## Task requirements
Rewrite only the items between the lines holding "the porcelain cup?" and "pixel 227 235", inclusive, including each line's wording. Multiply every pixel coordinate in the answers by 0.9 and round it to a whole number, rounding halves up.

## Raw data
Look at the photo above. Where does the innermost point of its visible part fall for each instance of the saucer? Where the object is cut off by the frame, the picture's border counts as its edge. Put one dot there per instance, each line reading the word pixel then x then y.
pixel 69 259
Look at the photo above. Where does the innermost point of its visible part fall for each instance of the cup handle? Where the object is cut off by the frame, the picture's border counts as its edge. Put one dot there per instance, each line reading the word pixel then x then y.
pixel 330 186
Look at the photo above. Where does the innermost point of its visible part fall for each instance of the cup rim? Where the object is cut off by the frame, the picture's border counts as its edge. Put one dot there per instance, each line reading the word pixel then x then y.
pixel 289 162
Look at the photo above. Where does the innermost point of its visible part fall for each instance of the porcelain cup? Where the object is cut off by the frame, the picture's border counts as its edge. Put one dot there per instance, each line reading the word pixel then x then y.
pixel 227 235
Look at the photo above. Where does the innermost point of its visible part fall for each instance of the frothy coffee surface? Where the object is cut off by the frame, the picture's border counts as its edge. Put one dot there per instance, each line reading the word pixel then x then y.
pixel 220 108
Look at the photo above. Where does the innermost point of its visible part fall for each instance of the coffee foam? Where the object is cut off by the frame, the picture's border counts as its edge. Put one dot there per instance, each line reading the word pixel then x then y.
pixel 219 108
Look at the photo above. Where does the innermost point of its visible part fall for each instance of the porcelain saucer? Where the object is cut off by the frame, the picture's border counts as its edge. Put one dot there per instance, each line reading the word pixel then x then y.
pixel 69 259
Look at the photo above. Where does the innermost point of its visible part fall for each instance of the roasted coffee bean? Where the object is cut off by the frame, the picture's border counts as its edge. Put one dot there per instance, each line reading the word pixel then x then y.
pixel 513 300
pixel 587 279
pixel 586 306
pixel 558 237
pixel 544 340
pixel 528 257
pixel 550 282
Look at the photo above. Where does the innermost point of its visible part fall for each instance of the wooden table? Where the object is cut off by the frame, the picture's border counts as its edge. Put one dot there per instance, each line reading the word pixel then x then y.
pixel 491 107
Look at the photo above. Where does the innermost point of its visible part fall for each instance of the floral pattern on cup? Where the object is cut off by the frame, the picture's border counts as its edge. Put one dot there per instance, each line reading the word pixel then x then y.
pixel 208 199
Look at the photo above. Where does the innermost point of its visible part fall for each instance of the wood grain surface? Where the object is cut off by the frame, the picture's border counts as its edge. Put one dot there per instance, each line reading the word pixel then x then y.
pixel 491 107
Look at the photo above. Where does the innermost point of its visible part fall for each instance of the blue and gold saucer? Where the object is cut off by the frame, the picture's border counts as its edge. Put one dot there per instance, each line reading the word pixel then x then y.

## Full output
Look at the photo above. Where does the innermost point of its visible part fall for each instance of the porcelain cup? Where the object is cut off by the frame, the picture's border counts as its edge. Put one dot there per instance, each line reading the word pixel then x then y.
pixel 204 212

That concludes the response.